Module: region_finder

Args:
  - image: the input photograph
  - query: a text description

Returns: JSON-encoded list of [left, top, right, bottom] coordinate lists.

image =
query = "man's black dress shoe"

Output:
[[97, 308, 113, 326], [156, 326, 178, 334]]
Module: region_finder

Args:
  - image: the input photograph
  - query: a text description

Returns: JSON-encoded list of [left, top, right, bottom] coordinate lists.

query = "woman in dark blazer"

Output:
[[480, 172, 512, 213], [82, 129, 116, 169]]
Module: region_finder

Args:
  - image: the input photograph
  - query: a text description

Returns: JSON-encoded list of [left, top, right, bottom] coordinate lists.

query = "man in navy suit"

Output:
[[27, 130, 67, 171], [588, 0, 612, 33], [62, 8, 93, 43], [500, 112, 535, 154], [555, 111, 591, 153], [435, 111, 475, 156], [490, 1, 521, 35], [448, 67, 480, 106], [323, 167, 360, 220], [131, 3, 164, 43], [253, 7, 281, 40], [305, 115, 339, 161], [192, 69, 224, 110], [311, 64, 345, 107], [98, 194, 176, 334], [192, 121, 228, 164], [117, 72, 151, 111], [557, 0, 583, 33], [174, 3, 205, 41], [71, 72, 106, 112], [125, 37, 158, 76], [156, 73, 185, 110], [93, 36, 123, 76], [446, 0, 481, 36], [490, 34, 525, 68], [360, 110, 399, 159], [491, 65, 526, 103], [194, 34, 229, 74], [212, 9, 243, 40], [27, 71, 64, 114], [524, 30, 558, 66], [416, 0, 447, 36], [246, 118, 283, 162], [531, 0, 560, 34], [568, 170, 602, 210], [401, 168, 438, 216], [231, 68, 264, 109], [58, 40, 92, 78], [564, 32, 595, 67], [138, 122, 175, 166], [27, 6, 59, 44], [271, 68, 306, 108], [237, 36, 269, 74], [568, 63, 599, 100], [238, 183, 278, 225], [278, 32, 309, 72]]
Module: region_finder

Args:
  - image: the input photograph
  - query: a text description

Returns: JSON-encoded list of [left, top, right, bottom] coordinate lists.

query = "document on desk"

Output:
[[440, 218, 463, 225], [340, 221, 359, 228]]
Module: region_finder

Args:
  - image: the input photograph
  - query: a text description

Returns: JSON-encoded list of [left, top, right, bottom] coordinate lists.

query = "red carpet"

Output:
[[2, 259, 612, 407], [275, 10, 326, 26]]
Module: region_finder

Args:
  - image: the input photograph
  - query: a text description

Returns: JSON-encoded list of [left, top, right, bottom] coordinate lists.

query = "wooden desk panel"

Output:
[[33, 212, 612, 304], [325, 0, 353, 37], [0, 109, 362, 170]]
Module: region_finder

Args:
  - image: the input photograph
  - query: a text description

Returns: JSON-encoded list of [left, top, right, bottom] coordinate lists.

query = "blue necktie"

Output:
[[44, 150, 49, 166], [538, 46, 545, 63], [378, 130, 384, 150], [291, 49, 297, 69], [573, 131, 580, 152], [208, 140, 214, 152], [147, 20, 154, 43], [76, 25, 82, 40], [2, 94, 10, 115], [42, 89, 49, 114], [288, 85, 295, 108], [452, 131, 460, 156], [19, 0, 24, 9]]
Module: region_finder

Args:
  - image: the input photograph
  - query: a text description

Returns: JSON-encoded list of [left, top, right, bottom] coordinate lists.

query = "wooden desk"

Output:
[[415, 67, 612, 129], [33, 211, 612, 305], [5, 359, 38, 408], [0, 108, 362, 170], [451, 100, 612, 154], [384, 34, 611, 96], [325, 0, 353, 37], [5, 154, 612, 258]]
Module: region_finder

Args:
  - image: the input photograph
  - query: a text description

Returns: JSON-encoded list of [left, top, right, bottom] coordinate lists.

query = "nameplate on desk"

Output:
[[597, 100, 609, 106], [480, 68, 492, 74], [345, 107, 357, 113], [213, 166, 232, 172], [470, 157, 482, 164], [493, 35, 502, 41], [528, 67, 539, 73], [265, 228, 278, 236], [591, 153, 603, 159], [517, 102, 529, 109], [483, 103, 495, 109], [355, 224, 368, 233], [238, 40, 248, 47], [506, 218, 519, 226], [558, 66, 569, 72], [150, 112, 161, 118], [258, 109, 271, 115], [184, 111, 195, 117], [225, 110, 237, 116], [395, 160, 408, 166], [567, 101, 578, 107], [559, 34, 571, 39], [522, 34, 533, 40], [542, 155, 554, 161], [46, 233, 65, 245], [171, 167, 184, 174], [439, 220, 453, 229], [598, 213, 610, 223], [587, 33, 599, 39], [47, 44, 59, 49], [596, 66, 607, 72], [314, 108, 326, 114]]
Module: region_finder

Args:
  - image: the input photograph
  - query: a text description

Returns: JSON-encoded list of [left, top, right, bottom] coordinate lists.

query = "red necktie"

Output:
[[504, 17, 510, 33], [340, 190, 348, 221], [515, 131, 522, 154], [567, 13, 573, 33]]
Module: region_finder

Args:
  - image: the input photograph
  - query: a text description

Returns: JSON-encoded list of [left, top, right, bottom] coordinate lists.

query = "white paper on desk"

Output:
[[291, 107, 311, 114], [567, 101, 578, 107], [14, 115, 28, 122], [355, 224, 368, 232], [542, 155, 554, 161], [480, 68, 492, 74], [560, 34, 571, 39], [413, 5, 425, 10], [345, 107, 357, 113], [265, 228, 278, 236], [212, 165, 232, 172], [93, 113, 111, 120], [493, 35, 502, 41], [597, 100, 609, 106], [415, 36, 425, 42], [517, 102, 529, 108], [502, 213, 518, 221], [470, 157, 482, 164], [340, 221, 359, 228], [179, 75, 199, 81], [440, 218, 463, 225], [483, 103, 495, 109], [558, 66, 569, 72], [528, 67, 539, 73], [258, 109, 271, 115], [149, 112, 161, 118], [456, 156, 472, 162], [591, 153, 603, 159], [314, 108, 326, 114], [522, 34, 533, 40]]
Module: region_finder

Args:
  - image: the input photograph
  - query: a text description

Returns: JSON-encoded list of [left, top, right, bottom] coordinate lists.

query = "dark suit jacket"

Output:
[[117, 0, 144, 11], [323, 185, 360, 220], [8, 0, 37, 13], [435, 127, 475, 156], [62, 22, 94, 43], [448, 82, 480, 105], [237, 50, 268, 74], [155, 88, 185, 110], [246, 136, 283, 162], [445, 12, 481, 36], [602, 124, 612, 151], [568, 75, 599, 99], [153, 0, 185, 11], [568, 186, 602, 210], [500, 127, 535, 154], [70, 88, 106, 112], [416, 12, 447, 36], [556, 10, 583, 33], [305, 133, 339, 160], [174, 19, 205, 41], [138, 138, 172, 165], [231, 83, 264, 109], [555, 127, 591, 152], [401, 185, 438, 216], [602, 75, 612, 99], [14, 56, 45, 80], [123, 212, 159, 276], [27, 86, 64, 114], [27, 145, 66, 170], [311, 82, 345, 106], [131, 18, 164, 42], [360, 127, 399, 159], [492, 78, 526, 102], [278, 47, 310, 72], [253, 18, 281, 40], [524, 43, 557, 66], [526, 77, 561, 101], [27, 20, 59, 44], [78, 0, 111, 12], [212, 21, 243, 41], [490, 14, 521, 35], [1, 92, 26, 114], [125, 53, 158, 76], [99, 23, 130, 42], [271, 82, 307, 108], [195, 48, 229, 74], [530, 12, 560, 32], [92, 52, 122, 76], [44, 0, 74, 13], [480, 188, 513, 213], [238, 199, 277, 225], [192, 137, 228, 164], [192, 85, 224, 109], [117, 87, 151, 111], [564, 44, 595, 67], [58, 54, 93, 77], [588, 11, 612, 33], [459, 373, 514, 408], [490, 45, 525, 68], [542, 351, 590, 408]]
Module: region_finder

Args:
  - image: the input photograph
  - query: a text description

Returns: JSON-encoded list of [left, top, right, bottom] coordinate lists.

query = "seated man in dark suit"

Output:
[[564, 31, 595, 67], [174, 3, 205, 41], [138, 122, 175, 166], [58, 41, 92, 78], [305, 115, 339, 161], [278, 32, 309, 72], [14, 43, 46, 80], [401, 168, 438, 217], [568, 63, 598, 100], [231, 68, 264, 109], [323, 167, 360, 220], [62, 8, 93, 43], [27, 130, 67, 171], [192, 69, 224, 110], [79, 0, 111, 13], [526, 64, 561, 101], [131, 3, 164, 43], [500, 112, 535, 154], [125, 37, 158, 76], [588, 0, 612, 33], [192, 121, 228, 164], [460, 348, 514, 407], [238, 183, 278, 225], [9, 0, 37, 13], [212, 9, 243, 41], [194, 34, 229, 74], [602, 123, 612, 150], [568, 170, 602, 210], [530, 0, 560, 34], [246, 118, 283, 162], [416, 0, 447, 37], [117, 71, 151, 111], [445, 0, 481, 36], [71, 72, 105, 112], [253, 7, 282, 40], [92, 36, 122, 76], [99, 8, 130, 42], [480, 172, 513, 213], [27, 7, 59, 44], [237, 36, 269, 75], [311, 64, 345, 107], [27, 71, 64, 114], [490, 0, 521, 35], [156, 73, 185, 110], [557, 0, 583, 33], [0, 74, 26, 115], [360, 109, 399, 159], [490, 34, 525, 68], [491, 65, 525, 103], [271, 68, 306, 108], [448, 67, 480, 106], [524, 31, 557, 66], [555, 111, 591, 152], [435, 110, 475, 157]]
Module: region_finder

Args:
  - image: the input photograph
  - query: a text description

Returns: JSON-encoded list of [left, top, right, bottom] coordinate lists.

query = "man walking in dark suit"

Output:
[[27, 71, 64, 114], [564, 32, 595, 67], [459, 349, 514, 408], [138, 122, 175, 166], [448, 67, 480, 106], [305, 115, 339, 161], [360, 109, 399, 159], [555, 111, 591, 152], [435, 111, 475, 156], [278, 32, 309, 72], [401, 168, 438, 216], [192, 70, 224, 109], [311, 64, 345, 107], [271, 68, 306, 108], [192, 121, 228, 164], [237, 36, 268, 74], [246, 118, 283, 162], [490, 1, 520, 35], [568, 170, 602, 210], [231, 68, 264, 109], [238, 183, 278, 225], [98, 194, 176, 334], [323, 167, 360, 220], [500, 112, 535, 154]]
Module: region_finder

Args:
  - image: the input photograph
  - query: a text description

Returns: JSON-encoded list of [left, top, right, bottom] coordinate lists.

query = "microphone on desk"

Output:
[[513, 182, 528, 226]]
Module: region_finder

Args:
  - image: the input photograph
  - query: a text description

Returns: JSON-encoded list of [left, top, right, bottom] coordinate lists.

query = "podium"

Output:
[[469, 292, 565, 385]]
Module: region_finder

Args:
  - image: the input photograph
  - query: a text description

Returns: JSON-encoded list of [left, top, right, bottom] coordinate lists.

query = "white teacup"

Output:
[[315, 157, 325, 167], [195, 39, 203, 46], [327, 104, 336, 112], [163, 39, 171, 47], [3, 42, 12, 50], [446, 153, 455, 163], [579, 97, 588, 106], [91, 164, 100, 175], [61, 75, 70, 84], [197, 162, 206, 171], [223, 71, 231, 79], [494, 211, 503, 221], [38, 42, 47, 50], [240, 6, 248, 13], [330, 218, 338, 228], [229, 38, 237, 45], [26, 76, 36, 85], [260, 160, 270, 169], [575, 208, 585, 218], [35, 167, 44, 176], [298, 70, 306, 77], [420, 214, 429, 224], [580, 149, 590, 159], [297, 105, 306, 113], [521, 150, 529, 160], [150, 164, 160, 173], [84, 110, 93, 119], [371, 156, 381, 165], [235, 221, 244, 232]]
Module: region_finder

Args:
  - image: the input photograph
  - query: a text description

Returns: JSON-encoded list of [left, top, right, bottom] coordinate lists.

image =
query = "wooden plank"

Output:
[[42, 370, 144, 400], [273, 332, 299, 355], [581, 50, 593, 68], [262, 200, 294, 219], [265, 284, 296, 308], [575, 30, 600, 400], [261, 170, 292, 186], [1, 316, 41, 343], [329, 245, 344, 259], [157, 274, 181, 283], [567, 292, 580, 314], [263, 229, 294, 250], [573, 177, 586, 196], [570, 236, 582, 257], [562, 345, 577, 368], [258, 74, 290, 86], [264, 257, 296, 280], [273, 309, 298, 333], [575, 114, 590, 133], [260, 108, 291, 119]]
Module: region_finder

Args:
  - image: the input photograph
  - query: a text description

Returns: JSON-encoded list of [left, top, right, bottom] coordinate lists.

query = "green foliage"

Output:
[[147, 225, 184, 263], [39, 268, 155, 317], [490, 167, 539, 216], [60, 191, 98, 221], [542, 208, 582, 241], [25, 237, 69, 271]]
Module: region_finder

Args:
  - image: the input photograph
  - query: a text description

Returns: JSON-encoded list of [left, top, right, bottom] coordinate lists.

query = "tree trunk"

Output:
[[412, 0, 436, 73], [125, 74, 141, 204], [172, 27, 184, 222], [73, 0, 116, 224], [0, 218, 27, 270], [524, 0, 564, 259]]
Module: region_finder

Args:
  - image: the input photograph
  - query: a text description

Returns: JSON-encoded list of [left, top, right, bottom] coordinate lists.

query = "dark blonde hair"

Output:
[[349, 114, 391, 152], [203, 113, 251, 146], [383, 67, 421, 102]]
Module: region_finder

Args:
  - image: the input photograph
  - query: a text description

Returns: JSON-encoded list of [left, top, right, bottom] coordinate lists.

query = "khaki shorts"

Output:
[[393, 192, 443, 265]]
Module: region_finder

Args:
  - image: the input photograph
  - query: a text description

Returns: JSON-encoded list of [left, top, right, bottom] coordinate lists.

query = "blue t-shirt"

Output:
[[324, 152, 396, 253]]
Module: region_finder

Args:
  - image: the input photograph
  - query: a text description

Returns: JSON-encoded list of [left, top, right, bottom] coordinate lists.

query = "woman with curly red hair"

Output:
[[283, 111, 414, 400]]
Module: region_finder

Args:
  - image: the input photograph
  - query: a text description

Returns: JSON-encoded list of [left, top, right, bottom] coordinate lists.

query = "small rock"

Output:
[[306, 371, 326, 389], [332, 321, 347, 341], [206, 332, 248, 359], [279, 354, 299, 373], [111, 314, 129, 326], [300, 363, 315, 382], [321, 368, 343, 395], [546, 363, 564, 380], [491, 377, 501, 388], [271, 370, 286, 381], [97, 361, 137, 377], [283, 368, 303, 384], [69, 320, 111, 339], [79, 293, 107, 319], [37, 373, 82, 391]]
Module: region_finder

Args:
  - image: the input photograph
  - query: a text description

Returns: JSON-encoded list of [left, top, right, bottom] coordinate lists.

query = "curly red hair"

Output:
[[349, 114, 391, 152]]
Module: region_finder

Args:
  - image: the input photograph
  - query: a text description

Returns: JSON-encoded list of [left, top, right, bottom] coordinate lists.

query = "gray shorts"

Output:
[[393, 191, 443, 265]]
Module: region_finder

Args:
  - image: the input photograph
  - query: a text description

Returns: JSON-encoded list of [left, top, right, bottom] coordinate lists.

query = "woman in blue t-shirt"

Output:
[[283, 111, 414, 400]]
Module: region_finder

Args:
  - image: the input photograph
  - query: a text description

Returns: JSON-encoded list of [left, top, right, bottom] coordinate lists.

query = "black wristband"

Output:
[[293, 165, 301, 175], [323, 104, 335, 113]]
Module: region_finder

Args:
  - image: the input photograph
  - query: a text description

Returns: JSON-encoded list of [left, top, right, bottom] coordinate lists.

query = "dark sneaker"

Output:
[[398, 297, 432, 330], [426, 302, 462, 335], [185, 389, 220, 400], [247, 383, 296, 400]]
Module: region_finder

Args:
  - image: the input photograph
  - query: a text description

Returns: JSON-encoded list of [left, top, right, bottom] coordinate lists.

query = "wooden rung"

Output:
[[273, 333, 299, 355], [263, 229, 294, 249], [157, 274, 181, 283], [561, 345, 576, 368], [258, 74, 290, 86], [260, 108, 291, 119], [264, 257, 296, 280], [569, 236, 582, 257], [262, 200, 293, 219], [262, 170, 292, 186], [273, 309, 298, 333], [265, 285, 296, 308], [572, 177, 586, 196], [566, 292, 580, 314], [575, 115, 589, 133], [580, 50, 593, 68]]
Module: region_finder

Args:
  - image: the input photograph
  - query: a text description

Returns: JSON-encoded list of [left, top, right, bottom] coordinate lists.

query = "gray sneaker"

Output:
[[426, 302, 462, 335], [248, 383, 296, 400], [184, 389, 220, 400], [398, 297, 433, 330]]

## Work item
Filter the data for the string "black" and copy every line that has it.

## Your solution
query = "man's black dress shoe"
query = "black wristband"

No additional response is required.